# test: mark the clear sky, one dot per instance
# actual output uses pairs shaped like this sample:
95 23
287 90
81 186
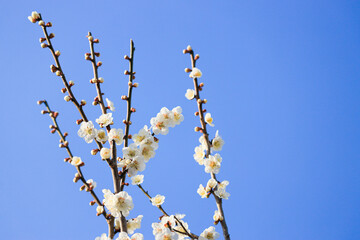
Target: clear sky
282 83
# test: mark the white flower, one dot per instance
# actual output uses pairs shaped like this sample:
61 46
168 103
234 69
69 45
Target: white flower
212 165
131 151
211 184
137 179
217 143
110 104
99 209
133 224
158 200
221 193
223 184
178 117
121 201
217 216
190 94
167 221
201 191
123 236
166 234
199 154
147 152
101 136
210 234
157 228
117 135
105 153
87 131
137 236
208 119
168 116
218 157
92 183
135 165
195 73
105 120
102 237
202 140
76 161
142 135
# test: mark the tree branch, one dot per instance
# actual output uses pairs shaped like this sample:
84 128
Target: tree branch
208 144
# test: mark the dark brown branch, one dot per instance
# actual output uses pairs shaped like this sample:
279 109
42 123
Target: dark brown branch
200 102
78 168
113 164
191 235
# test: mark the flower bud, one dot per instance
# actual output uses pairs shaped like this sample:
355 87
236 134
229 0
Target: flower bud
31 19
53 68
94 151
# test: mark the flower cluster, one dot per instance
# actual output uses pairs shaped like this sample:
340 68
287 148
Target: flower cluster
218 188
89 132
116 203
122 236
165 119
170 229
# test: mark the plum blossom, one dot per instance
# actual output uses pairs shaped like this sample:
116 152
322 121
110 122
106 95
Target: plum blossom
117 135
212 165
110 104
158 200
208 119
87 131
190 94
105 120
137 179
121 201
195 73
217 143
209 234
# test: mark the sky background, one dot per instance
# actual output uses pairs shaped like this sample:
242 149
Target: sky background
282 83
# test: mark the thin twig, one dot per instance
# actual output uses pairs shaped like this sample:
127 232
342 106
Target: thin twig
113 165
208 144
187 233
78 168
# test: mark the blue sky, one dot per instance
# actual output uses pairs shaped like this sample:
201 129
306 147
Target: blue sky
282 81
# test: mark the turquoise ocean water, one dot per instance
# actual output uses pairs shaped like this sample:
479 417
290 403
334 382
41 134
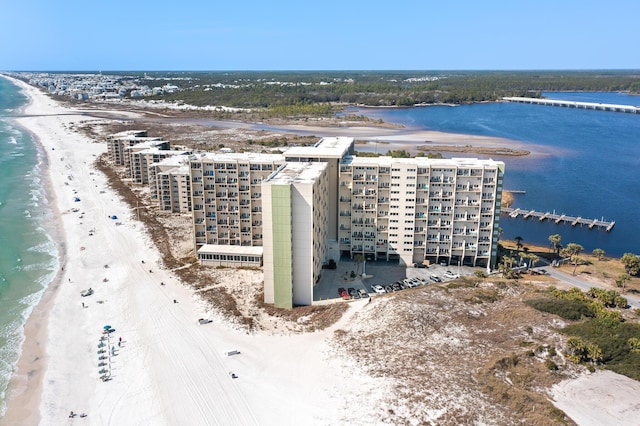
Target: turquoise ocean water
28 254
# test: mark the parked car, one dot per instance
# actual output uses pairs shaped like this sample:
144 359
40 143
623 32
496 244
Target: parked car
451 275
85 293
378 289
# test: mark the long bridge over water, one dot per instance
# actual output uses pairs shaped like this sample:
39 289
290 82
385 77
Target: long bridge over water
559 218
574 104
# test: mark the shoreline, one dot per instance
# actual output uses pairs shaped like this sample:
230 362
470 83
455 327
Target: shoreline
170 369
167 369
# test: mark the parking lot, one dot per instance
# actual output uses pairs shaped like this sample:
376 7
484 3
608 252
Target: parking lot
381 273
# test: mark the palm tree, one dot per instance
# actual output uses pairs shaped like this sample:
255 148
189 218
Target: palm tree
555 242
574 249
359 259
518 242
598 253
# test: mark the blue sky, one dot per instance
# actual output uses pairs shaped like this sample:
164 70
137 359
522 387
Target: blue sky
329 35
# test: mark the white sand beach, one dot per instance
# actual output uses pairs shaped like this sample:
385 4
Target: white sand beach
168 369
163 366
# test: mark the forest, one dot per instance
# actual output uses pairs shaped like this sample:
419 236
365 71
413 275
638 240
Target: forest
323 92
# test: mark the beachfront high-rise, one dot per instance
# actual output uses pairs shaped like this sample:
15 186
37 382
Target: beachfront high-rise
295 206
226 199
295 211
418 210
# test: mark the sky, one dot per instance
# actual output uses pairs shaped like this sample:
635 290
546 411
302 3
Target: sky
119 35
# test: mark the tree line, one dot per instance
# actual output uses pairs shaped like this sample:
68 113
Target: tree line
393 88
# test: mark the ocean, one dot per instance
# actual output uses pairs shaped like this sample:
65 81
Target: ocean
28 253
590 167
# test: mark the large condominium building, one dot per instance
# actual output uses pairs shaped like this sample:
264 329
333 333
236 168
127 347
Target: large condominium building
226 198
295 201
418 209
116 144
170 184
298 210
141 158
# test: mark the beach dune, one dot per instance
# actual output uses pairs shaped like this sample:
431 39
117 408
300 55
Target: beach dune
163 366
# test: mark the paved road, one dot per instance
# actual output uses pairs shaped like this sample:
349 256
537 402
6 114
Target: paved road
633 301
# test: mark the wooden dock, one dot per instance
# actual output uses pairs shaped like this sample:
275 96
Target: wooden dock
559 218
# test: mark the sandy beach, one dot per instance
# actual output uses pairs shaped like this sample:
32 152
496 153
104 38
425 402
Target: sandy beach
163 366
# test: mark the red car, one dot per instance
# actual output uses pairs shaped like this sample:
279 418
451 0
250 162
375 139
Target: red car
343 293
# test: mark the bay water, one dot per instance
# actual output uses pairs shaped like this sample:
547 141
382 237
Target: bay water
588 166
28 253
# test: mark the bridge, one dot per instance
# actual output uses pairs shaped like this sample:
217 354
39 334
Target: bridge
559 218
573 104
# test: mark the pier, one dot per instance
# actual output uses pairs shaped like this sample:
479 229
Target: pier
559 218
573 104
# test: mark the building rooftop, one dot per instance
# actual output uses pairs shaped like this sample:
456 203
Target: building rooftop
427 162
227 249
156 150
297 173
244 157
333 147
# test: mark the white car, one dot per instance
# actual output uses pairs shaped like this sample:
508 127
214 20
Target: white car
378 289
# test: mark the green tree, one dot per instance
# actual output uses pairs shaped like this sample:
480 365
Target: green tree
359 258
576 349
574 249
594 353
518 242
598 253
631 263
621 280
634 344
555 241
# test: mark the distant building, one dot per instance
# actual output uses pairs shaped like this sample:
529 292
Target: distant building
313 204
295 207
170 185
295 211
117 143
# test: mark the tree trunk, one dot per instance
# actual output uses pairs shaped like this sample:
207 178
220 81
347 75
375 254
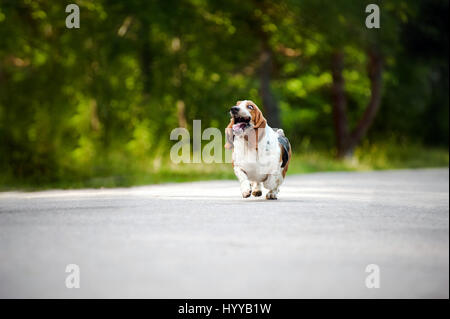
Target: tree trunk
146 57
269 102
346 142
339 103
375 67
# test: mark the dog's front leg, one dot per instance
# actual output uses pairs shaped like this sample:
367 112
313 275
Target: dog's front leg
246 188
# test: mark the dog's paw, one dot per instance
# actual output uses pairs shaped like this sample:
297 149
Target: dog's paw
246 193
257 193
271 195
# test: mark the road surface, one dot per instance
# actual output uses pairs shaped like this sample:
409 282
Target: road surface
202 240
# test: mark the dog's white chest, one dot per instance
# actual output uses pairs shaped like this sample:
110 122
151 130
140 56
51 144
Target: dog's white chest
261 162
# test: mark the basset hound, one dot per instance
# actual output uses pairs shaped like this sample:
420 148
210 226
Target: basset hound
261 155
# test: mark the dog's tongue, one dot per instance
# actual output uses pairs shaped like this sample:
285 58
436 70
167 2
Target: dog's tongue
238 126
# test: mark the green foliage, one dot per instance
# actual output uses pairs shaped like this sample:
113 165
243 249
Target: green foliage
94 106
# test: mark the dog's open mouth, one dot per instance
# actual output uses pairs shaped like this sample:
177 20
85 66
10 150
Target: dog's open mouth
240 124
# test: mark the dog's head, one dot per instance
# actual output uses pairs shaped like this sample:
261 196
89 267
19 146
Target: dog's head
245 117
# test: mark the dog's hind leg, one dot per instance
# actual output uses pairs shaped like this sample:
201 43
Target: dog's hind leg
246 188
256 187
273 183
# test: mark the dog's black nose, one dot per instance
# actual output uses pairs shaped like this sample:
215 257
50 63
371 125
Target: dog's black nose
234 109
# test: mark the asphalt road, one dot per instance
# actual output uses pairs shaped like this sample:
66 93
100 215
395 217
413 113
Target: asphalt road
202 240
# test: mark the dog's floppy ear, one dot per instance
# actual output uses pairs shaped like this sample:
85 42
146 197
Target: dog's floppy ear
229 135
258 119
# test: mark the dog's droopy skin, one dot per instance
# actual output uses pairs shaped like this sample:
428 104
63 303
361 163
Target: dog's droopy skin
261 155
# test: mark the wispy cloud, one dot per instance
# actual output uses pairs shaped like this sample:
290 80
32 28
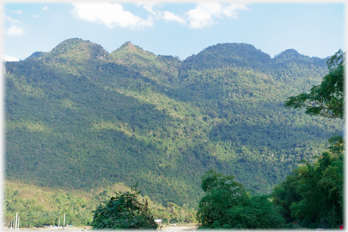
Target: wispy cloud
15 28
204 14
169 16
111 15
17 11
9 58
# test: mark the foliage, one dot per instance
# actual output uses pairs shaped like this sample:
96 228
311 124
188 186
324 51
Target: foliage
225 204
325 99
313 194
38 206
123 211
80 118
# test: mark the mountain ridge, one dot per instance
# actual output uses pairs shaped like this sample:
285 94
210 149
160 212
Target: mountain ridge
156 120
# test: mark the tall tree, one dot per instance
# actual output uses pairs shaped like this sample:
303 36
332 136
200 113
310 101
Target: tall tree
327 98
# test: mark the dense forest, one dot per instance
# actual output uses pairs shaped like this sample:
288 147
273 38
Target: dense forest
79 119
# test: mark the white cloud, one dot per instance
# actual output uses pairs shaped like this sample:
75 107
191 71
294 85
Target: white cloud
17 11
169 16
148 6
9 58
110 14
230 11
14 31
203 15
15 27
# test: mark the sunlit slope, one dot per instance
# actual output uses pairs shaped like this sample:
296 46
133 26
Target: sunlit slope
131 115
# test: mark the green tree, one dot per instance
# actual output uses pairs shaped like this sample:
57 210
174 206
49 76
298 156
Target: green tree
123 211
327 98
225 204
313 194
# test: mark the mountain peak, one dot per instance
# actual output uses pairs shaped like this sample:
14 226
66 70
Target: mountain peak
78 48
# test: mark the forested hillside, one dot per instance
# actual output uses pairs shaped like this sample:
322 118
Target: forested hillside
80 118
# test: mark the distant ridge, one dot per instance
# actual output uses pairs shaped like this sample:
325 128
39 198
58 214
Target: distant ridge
79 117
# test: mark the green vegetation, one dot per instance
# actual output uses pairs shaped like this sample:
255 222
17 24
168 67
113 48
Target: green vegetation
124 211
225 204
325 99
312 196
80 118
39 206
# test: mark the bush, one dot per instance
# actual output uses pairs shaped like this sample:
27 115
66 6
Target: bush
123 211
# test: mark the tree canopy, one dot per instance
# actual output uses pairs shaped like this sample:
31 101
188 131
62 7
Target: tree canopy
327 98
124 211
226 204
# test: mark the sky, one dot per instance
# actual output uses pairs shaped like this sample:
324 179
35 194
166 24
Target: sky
178 29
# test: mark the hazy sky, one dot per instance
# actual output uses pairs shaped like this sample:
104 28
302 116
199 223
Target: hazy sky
178 29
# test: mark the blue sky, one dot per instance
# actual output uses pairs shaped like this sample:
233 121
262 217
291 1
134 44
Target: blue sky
177 29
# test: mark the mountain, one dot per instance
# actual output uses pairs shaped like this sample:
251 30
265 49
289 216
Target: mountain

----------

Exercise brief = Only those lines running from the one containing "# test: mark the distant ridge, one" through the last line of the data above are to be copied, exactly, with both ends included.

Output for this exercise =
# test: mark the distant ridge, one dot per instance
# actual output uses pairs shaped like this sample:
325 128
39 198
58 214
Target: distant ridge
79 117
# test: mark the green vegetation, one dot per instance
# actual output uses pairs shaped like this sample:
255 222
17 24
168 67
113 48
Target: green vegetation
124 211
225 204
325 99
312 196
80 118
39 206
# test: mark the bush, one dot per instance
# actual output uses pairs shaped like this sample:
27 115
66 6
Target: bush
123 211
# test: mark the tree canopy, one dot per instance
# actual output uses pairs shaped like this sample:
31 101
188 131
62 7
Target: tree canopy
327 98
124 211
226 204
# test: mark the sky, one dot per instance
# actual output uses pairs shaped like this sample:
324 179
35 194
166 24
Target: sky
178 29
# test: mark the hazy sky, one dot per instance
# actual output uses pairs shaped like this sample:
104 28
302 116
199 223
Target: hazy sky
178 29
# test: mark the blue sky, one dot per instance
# actual output uses pairs shaped like this sample:
233 121
262 217
291 1
134 44
Target: blue sky
177 29
# test: mark the mountain, one dot per instance
# actual output uses pairs shaped like this sample:
251 30
265 49
289 216
Target: mountain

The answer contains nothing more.